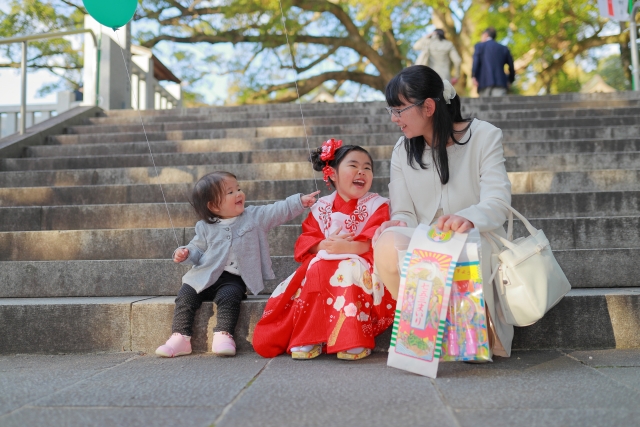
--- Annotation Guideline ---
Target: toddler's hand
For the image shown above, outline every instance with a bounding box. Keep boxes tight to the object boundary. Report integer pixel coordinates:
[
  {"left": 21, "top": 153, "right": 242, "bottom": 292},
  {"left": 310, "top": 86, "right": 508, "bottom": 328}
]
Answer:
[
  {"left": 173, "top": 248, "right": 189, "bottom": 262},
  {"left": 300, "top": 190, "right": 320, "bottom": 208},
  {"left": 371, "top": 219, "right": 407, "bottom": 246}
]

————

DO THIS:
Return every item above word for word, leaving out the pictures.

CORRECT OUTPUT:
--- Annotation Guideline ---
Target: toddler's hand
For the image shown above, outline every instance with a bounding box. Keep boxes tight to the object boundary. Report integer pixel coordinates:
[
  {"left": 21, "top": 153, "right": 242, "bottom": 292},
  {"left": 310, "top": 86, "right": 508, "bottom": 328}
]
Answer:
[
  {"left": 173, "top": 248, "right": 189, "bottom": 262},
  {"left": 300, "top": 190, "right": 320, "bottom": 208},
  {"left": 371, "top": 219, "right": 407, "bottom": 246}
]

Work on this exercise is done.